● Task directions
Reproduce the records below exactly as they appear.

● Provided records
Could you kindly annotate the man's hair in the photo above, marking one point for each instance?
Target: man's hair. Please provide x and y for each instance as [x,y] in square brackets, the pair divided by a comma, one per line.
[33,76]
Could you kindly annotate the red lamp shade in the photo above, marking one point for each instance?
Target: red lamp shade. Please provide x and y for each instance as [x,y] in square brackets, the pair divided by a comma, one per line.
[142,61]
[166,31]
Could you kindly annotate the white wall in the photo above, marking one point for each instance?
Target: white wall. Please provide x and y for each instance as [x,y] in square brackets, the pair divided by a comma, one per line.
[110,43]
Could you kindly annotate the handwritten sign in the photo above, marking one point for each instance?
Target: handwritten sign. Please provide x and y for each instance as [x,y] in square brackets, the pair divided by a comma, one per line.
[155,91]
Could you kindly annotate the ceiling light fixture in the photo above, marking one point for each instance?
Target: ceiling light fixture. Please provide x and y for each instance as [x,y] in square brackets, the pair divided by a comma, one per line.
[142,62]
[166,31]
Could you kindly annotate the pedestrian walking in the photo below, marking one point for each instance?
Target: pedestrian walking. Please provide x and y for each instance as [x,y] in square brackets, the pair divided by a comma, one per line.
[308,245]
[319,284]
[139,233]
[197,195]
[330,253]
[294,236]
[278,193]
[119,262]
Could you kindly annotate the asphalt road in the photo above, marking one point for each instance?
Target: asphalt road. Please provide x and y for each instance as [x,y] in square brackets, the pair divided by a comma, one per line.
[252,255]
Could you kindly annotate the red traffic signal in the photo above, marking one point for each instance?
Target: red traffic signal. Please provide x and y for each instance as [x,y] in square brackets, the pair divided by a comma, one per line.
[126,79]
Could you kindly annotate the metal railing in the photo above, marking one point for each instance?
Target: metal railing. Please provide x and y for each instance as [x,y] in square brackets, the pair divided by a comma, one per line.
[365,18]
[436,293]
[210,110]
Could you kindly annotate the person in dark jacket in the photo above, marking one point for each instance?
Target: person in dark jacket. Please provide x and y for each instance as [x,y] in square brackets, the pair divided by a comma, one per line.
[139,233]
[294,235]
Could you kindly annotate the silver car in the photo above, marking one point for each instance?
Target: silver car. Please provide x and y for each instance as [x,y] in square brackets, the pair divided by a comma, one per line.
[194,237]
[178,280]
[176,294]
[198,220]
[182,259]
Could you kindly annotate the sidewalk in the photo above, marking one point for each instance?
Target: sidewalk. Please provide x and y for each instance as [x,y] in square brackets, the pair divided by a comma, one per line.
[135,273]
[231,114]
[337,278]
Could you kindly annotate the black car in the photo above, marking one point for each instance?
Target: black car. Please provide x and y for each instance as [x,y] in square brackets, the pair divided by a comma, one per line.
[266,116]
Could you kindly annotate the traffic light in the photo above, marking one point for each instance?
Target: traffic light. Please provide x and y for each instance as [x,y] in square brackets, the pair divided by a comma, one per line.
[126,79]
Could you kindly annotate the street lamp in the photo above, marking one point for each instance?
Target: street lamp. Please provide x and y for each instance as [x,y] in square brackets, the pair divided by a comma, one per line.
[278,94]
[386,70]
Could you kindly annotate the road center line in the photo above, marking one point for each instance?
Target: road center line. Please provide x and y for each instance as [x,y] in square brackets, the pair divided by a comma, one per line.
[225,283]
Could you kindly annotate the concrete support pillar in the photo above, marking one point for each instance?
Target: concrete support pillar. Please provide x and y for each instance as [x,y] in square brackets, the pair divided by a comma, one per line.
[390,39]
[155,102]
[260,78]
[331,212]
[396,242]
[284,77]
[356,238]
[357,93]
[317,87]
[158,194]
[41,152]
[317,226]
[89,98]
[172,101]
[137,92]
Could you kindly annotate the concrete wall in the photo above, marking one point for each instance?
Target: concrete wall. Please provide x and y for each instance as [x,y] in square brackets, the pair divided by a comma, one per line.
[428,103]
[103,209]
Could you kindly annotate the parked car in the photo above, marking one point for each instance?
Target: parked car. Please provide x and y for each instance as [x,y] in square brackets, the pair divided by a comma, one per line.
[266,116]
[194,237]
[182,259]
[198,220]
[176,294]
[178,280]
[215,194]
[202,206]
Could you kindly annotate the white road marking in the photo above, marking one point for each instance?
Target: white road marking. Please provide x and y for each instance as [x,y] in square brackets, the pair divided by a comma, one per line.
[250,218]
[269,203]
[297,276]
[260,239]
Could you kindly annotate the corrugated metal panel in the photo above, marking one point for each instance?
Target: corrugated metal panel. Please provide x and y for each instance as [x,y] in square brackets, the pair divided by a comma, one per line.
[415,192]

● Solution to this problem
Could you kindly annotate the man's hair in the photo above, marking one point for each instance?
Target: man's hair. Please provide x and y for each instance as [x,y] in square brackets, the pair divided by a comma, one per line.
[33,76]
Could you kindly annotate the red lamp shade in the photo above, marking one point for each instance?
Target: red lamp shade. Please provide x and y for each instance as [x,y] in square brackets, the pair divided by a comma, one per line.
[142,61]
[166,31]
Could you kindly annotate the white wall in the photo above, marking one point for each instance?
Target: white wall. Please provide x and y for each instance as [x,y] in square brackets, the pair divided by a comma, one per line.
[110,43]
Could you kindly annotate the handwritten sign in the photo above, marking one point for each instance?
Target: handwritten sign. Please provide x and y for each instance as [x,y] in square brackets, the pair divided by a comma, one per line.
[155,91]
Could you kindly annotate the ceiling light fixture in the photo above, marking one point for each instance?
Target: ceiling light fixture. Please provide x and y for each instance as [x,y] in square brackets, the pair divided by a comma, one per line.
[142,62]
[166,31]
Could you kindly annotate the pedestrian walking in the photo below, marking one point for each instance?
Target: pedestrian walking. Please provide x and y for each instance as [x,y] in square brackets, the pair divided by a comma, one per line.
[308,245]
[319,284]
[139,233]
[197,195]
[330,253]
[294,236]
[278,193]
[119,262]
Could you kindly annotate the asphalt road in the photo above, marking one point for each instance?
Target: asphalt road. Please provide x and y for each instance as [x,y] in square brackets, the pair divided by a comma, one per line.
[252,255]
Could you kindly annotate the red traffic signal in the photo above, marking one point for each instance?
Target: red traffic signal. Please provide x and y for each instance as [x,y] in square brackets, the pair divided by a comma, one per line.
[126,79]
Could you kindly annotate the metal railing in the photo above, marking one point for each instance?
Target: metal railing. Please provide x and y for each instance as [x,y] in square brackets, the pair divided by a comma, one per line.
[365,18]
[436,293]
[210,110]
Could you kindly annotate the person in dark jacket in the photo above, marking one point for each instance?
Target: person in dark jacket. Please provide x and y for each instance as [x,y] in square brackets, the pair divided by a comma, one per line.
[139,233]
[294,235]
Could you kindly annotate the silver car in the photo above, marking one point for each instance?
Target: silver car. Please provide x and y for each instance as [x,y] in square brackets, the pair divided by a comma, one per line.
[194,237]
[178,280]
[176,294]
[198,220]
[182,259]
Could you kindly annotate the sidewalk in the photo above, marking one point for each instance?
Target: sidewalk. Please provide x and y for each instance as [x,y] in square brackets, the pair divided by a comma, one per line.
[135,273]
[231,114]
[337,278]
Could you kindly annotate the black car in the photo above, marking one point for each instance?
Target: black car. Please provide x and y for each instance as [x,y] in square brackets, the pair divided by a comma, one per line.
[266,116]
Could you kindly annotate the traffic light in the photo above, marking one point for each instance?
Target: traffic light. Please provide x and y for each instance as [x,y] in square brackets, the pair divided by a comma, one per line.
[126,79]
Could you kindly annotate the street lamp in the photo above, marking one point for each instance?
Target: street lamp. Please provide x and y for each instance as [x,y] in square brackets, the pair divided by a comma, one per line.
[278,94]
[386,70]
Could you kindly annotate the road center line in the photo above, marking one point for each instance?
Target: road center line. Please provide x and y for each instance as [x,y] in square brackets, the pair divided by a comma, one per line.
[225,283]
Could you kindly annotate the concrete support pillar in the photo above, marking one point for each instance?
Target: concrete support pillar. Please provide x and y for each instance as [x,y] in square brackets, the pair divided by a comma, one per line.
[390,39]
[155,102]
[260,78]
[331,212]
[396,242]
[284,77]
[356,238]
[357,93]
[317,87]
[158,194]
[41,152]
[317,226]
[89,98]
[172,101]
[137,92]
Could you kindly annotate the concrete wall in the photo above, marking one point for each instance?
Target: concrete wall. Please provide x and y for each instance as [x,y] in square brackets, the pair divided by a comma, one per line.
[428,103]
[103,209]
Could you kindly annotate the parked car in the photo above, marking one point for each instance?
Target: parked car. Please provide x and y for each instance as [x,y] in square brackets, the pair divided by a comma, one per line.
[266,116]
[194,237]
[182,259]
[198,220]
[176,294]
[178,280]
[215,194]
[202,206]
Could you kindly annotate the white road marking in the photo above, marking one point for each instance?
Target: white road marking. Please provide x and y for each instance as [x,y] in square brackets, the pair divided by a comma, one per line.
[250,218]
[269,203]
[297,276]
[260,239]
Could you kindly annotate the corrugated metal panel in the photo above, marking one point for each instance?
Target: corrugated metal panel. Please provide x and y for each instance as [x,y] in square brackets, the pair divided by a comma, one per line.
[415,192]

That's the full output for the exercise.